--- Text ---
════
Goram's first involvement in international football was in 1983, when Howard Wilkinson named him in an England under-21 squad; however, despite his club form at Oldham, Wilkinson had doubts about his relative lack of height and instead played Alan Knight in goal. As such, Goram remained eligible to play for Scotland.

In October 1985, Scotland caretaker manager Alex Ferguson named Goram in his squad for a friendly match against East Germany at Hampden Park. He made his debut in that game on 16 October 1985, coming on in the second half as a substitute for Jim Leighton. In the run-up to the 1986 FIFA World Cup, Goram played the full 90 minutes in friendly matches against Romania and the Netherlands, keeping clean sheets in both games. He travelled to Mexico in the summer of 1986 as a member of Scotland's World Cup squad, although he was third choice behind Leighton and Alan Rough and did not play in any of Scotland's three games.

Leighton remained first-choice goalkeeper for Scotland in their qualifying campaigns for Euro 1988 and the 1990 FIFA World Cup, with Goram as his understudy. Goram played one competitive game during this time: a 1–1 home draw against Yugoslavia in October 1988 during the qualifiers for the 1990 World Cup. He did play in several friendly matches, and was in the Scotland squad that took part in the 1990 World Cup in Italy, although once again he did not actually play in games there.

After the 1990 World Cup, Goram established himself as Scotland's first-choice goalkeeper. He played in all eight of Scotland's qualifying ties for Euro 1992, helping them qualify for the finals of the tournament held in Sweden. Scotland lost in their first two group matches to the Netherlands and Germany but won their final match, against the CIS (former Soviet Union), 3–0.

Scotland failed to build on their showing at Euro 1992 in the qualifiers for the 1994 World Cup. A campaign, which included a 5–0 defeat away against Portugal in April 1993, saw Scotland slump to fourth place in their group and fail to qualify. The match against Portugal was Goram's last Scotland appearance for almost a year due to his undergoing knee surgery and a lengthy return to fitness. He returned to the side in March 1994, playing in a friendly against the Netherlands, and played in a 2–0 win away against Finland on 7 September 1994 in the opening qualifying tie for Euro 1996. Goram kept his place in the side and played in Scotland's next three qualifying ties; however, in August 1995, days before a qualifying match against Greece, Goram withdrew from the squad stating that he was not "mentally attuned" to play. Jim Leighton played against Greece and kept his place in the team for the remaining two qualifying matches, although Goram did play for the last 17 minutes of a friendly match against Sweden in between those final two ties.

Goram had a long-running rivalry with Leighton for the goalkeeping position in the Scotland team. Craig Brown controversially selected Goram ahead of his counterpart for Scotland's matches in Euro 96, despite the fact that Leighton had played in most of the qualifiers. In their final game against Switzerland, Goram was required to make several important saves, notably when he clawed away a header from Kubilay Turkyilmaz in the final ten minutes. Brown then selected Leighton for France 98 which prompted Goram to walk out of the squad completely, fifteen days before Scotland were scheduled to play Brazil in the opening game of the tournament.
════
--- Dataset content ---
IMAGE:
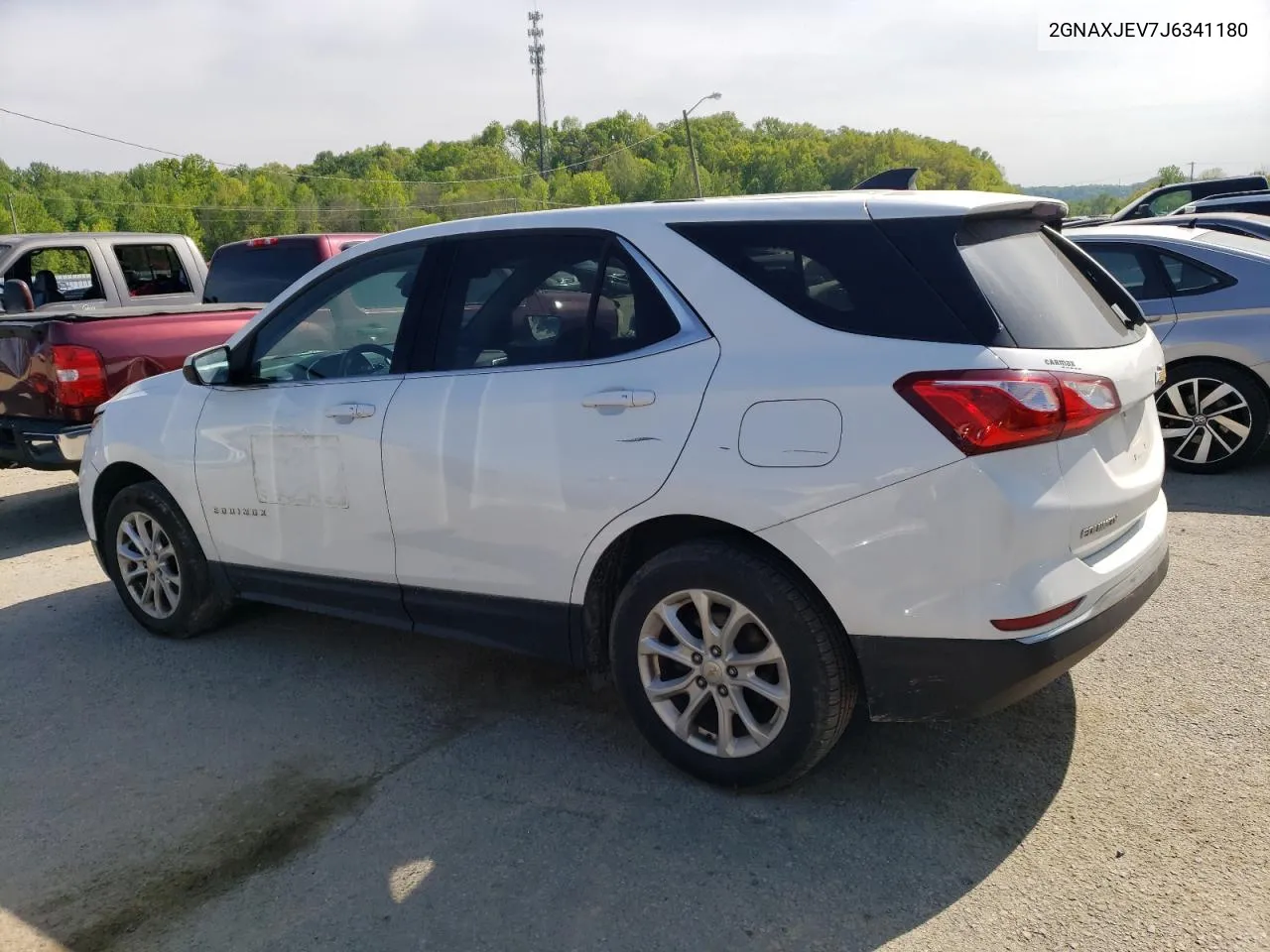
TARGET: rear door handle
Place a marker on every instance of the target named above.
(620, 398)
(350, 412)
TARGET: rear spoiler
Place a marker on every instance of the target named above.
(892, 179)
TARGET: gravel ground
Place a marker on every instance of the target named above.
(302, 783)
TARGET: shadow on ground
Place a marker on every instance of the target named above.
(145, 782)
(1243, 492)
(40, 520)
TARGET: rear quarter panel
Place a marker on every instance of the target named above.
(1230, 324)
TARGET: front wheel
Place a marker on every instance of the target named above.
(729, 666)
(1213, 416)
(157, 563)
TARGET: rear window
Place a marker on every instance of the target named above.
(240, 273)
(1040, 287)
(1239, 243)
(844, 276)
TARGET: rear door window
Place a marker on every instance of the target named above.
(1133, 267)
(150, 271)
(1042, 289)
(58, 275)
(246, 273)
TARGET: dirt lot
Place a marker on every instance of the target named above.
(300, 783)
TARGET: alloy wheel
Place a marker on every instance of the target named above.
(148, 565)
(714, 673)
(1203, 420)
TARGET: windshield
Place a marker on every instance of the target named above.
(1239, 243)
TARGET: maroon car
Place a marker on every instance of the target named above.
(58, 368)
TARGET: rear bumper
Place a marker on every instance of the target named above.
(920, 679)
(42, 444)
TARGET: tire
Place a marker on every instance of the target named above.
(1198, 439)
(815, 674)
(197, 606)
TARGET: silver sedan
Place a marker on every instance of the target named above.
(1206, 295)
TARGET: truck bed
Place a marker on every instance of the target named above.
(132, 343)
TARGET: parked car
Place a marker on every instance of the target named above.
(56, 368)
(1206, 295)
(259, 270)
(103, 271)
(1169, 198)
(899, 445)
(1247, 202)
(1230, 222)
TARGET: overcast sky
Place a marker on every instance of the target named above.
(261, 80)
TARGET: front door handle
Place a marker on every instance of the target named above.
(620, 398)
(350, 412)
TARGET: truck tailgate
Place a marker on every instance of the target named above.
(132, 345)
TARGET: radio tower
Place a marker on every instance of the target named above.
(536, 51)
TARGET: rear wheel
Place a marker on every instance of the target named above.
(1213, 416)
(157, 563)
(729, 666)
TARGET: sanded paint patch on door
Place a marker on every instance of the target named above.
(299, 470)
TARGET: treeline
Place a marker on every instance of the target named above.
(1111, 199)
(382, 188)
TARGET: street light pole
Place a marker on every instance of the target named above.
(688, 128)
════
--- Problem set ---
[a] In the text on Goram's international career, which goalkeeper did Goram replace when he came on as a substitute in his Scotland debut?
[b] Quote the text on Goram's international career word for word, from "After the 1990" to "Soviet Union), 3–0.".

--- Set of answers ---
[a] Jim Leighton

[b]
After the 1990 World Cup, Goram established himself as Scotland's first-choice goalkeeper. He played in all eight of Scotland's qualifying ties for Euro 1992, helping them qualify for the finals of the tournament held in Sweden. Scotland lost in their first two group matches to the Netherlands and Germany but won their final match, against the CIS (former Soviet Union), 3–0.